AIM OF THE TASK: Write out, word for word, only the lines from the one containing "the paved area" through the final line of the data.

---------- SOURCE DATA

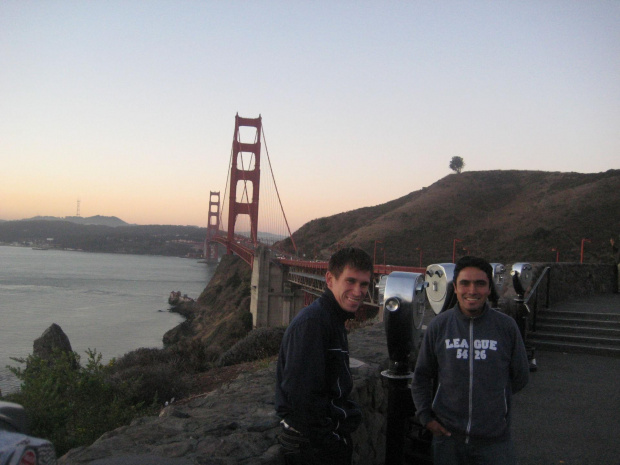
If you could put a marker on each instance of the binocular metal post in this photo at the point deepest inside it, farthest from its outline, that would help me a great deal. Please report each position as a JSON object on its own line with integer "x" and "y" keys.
{"x": 400, "y": 409}
{"x": 521, "y": 279}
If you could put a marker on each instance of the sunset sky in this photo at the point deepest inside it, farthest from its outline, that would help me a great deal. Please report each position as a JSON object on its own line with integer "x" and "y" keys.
{"x": 129, "y": 106}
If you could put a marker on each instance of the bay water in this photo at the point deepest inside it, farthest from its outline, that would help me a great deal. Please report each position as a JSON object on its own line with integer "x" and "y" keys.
{"x": 112, "y": 303}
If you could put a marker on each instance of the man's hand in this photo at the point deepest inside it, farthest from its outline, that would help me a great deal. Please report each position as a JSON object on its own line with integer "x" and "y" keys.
{"x": 437, "y": 429}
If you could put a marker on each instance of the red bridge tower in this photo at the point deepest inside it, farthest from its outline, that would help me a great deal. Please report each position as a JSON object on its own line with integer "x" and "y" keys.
{"x": 211, "y": 248}
{"x": 241, "y": 176}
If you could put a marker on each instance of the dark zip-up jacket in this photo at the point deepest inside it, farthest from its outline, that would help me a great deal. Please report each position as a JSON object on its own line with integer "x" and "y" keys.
{"x": 313, "y": 381}
{"x": 478, "y": 363}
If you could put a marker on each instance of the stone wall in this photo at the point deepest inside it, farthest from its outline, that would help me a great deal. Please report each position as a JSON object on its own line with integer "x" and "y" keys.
{"x": 236, "y": 424}
{"x": 563, "y": 281}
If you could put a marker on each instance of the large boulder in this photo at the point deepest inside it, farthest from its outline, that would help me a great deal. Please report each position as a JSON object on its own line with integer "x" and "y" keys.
{"x": 53, "y": 339}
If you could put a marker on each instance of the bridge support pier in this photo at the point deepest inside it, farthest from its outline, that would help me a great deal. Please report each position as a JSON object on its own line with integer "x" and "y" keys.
{"x": 271, "y": 301}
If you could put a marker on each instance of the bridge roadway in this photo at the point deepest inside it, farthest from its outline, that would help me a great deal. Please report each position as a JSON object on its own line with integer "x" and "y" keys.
{"x": 310, "y": 275}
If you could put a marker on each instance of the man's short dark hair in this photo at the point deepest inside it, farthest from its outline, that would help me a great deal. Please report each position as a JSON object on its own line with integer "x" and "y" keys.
{"x": 349, "y": 256}
{"x": 481, "y": 264}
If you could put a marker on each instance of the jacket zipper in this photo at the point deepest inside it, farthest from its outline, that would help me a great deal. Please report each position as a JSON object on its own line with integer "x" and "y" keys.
{"x": 471, "y": 378}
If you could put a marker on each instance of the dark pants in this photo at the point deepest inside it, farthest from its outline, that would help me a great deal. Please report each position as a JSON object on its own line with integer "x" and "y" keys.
{"x": 297, "y": 450}
{"x": 449, "y": 451}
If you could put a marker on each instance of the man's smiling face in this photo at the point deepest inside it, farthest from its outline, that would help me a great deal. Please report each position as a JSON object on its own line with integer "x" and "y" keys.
{"x": 472, "y": 290}
{"x": 349, "y": 288}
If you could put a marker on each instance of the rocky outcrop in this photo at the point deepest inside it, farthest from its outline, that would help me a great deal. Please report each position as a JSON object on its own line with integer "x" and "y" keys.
{"x": 236, "y": 424}
{"x": 221, "y": 315}
{"x": 53, "y": 340}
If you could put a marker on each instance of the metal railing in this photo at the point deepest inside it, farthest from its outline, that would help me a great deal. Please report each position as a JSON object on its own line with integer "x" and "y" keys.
{"x": 534, "y": 293}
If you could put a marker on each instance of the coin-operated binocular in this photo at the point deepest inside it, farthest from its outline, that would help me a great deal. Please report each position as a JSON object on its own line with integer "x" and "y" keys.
{"x": 404, "y": 301}
{"x": 522, "y": 274}
{"x": 499, "y": 281}
{"x": 440, "y": 290}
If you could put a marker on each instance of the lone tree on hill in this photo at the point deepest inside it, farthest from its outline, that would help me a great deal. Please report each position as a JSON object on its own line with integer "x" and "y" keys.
{"x": 457, "y": 164}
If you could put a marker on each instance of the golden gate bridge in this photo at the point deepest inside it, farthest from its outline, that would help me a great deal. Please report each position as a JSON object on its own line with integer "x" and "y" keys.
{"x": 292, "y": 281}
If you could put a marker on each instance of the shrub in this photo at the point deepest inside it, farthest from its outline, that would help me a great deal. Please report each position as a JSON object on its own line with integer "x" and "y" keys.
{"x": 69, "y": 404}
{"x": 258, "y": 344}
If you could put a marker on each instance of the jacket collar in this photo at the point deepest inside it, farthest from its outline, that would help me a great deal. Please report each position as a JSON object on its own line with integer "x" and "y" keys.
{"x": 461, "y": 315}
{"x": 334, "y": 307}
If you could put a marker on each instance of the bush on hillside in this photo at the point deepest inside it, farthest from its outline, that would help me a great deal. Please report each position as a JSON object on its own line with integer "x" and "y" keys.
{"x": 156, "y": 375}
{"x": 70, "y": 404}
{"x": 258, "y": 344}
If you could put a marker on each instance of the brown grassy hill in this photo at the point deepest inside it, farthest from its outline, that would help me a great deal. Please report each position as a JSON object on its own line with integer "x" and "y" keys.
{"x": 504, "y": 216}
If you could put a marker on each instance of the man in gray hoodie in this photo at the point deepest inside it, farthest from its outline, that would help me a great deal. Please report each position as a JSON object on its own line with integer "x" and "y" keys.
{"x": 476, "y": 358}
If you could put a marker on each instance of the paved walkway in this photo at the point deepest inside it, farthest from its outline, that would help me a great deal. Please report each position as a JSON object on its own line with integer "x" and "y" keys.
{"x": 569, "y": 413}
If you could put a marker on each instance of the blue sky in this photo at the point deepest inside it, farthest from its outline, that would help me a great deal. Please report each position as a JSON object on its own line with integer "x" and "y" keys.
{"x": 129, "y": 105}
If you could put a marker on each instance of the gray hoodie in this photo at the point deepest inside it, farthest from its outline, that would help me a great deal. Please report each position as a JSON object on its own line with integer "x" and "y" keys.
{"x": 478, "y": 364}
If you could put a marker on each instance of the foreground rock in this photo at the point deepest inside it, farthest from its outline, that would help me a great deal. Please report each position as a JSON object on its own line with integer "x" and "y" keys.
{"x": 236, "y": 424}
{"x": 52, "y": 340}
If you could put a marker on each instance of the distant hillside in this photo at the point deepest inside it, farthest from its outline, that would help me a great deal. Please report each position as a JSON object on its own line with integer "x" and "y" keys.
{"x": 153, "y": 239}
{"x": 504, "y": 216}
{"x": 99, "y": 220}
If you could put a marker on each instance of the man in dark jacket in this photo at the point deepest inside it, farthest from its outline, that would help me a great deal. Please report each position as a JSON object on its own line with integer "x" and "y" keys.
{"x": 313, "y": 381}
{"x": 477, "y": 358}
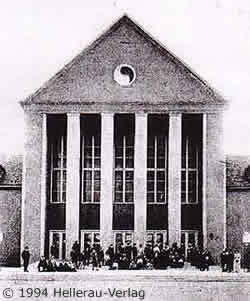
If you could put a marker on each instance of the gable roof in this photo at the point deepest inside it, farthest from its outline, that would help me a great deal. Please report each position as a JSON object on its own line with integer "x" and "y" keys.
{"x": 77, "y": 83}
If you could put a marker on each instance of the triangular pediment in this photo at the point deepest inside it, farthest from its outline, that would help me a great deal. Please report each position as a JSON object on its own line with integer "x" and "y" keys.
{"x": 161, "y": 78}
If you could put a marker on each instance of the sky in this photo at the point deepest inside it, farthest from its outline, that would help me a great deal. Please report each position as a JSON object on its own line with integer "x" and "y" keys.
{"x": 39, "y": 37}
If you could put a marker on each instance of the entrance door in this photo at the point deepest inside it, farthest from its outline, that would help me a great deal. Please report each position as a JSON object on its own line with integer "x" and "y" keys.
{"x": 57, "y": 244}
{"x": 89, "y": 238}
{"x": 121, "y": 238}
{"x": 189, "y": 237}
{"x": 156, "y": 237}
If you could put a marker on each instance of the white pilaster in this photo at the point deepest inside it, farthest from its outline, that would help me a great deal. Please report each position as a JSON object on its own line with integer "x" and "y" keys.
{"x": 43, "y": 182}
{"x": 140, "y": 177}
{"x": 174, "y": 178}
{"x": 106, "y": 206}
{"x": 215, "y": 185}
{"x": 73, "y": 180}
{"x": 204, "y": 181}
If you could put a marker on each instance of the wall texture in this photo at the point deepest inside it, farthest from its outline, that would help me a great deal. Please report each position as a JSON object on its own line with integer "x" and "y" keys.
{"x": 10, "y": 211}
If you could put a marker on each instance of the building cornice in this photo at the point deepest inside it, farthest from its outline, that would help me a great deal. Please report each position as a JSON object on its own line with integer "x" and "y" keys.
{"x": 10, "y": 186}
{"x": 123, "y": 107}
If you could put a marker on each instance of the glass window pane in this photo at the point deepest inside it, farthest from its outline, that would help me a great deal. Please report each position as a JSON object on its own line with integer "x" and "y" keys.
{"x": 160, "y": 163}
{"x": 64, "y": 196}
{"x": 97, "y": 175}
{"x": 118, "y": 141}
{"x": 150, "y": 186}
{"x": 118, "y": 176}
{"x": 118, "y": 238}
{"x": 183, "y": 186}
{"x": 129, "y": 197}
{"x": 97, "y": 238}
{"x": 192, "y": 155}
{"x": 97, "y": 163}
{"x": 119, "y": 152}
{"x": 88, "y": 141}
{"x": 183, "y": 238}
{"x": 160, "y": 197}
{"x": 129, "y": 151}
{"x": 118, "y": 197}
{"x": 87, "y": 185}
{"x": 192, "y": 186}
{"x": 150, "y": 238}
{"x": 118, "y": 163}
{"x": 98, "y": 140}
{"x": 160, "y": 176}
{"x": 151, "y": 152}
{"x": 128, "y": 237}
{"x": 88, "y": 163}
{"x": 54, "y": 248}
{"x": 129, "y": 163}
{"x": 97, "y": 152}
{"x": 87, "y": 196}
{"x": 159, "y": 238}
{"x": 96, "y": 197}
{"x": 97, "y": 185}
{"x": 118, "y": 186}
{"x": 129, "y": 175}
{"x": 87, "y": 175}
{"x": 129, "y": 186}
{"x": 130, "y": 140}
{"x": 150, "y": 197}
{"x": 150, "y": 175}
{"x": 88, "y": 152}
{"x": 150, "y": 163}
{"x": 160, "y": 186}
{"x": 191, "y": 238}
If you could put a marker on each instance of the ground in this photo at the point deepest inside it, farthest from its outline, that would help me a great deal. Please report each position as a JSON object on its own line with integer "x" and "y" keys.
{"x": 173, "y": 284}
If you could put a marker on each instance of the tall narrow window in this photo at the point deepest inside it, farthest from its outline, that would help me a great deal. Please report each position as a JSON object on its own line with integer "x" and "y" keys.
{"x": 157, "y": 153}
{"x": 124, "y": 158}
{"x": 58, "y": 169}
{"x": 189, "y": 171}
{"x": 91, "y": 158}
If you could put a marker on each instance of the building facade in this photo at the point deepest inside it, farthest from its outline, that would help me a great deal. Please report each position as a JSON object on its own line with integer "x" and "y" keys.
{"x": 124, "y": 144}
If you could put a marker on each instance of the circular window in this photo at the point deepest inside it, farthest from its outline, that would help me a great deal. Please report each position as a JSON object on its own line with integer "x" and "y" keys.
{"x": 124, "y": 75}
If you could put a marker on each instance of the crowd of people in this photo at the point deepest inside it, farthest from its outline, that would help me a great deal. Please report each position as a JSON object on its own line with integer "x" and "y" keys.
{"x": 128, "y": 257}
{"x": 131, "y": 257}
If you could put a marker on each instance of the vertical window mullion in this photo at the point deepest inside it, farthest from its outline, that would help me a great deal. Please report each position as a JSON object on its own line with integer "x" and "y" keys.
{"x": 93, "y": 168}
{"x": 166, "y": 167}
{"x": 187, "y": 154}
{"x": 155, "y": 170}
{"x": 51, "y": 173}
{"x": 60, "y": 245}
{"x": 82, "y": 192}
{"x": 61, "y": 170}
{"x": 197, "y": 176}
{"x": 124, "y": 168}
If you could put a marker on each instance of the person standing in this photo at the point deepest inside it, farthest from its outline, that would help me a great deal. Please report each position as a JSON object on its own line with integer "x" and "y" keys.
{"x": 26, "y": 258}
{"x": 237, "y": 260}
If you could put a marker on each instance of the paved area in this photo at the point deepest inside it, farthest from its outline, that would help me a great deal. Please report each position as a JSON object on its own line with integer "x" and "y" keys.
{"x": 173, "y": 284}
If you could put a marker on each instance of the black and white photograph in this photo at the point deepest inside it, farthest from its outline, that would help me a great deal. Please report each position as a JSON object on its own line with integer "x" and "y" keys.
{"x": 125, "y": 152}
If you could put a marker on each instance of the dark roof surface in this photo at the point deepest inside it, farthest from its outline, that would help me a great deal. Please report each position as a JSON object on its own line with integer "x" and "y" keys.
{"x": 88, "y": 77}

--------------------

ANSWER TO THE EXERCISE:
If you could put a marker on each instance of the paved area in this photo at the point deepest inside it, farthest from its outline, that would help me a great deal. Please report each position as a JSON object on its own line with integer "x" and "y" keys.
{"x": 173, "y": 284}
If you could put a marker on each instance of the black and white photograph in this photo at the point deepest inside it, farthest from its outline, that would help me a great deal. Please report each position as a JSON object on its own line with integer "x" and "y" keys.
{"x": 125, "y": 152}
If you could put a marker on each instance of the dark roof surface in this photo at the point deepest inside it, farthest from its outline, that would help me a great deal. Please report each position as a JSON object on its own line with integer "x" and "y" keys.
{"x": 88, "y": 77}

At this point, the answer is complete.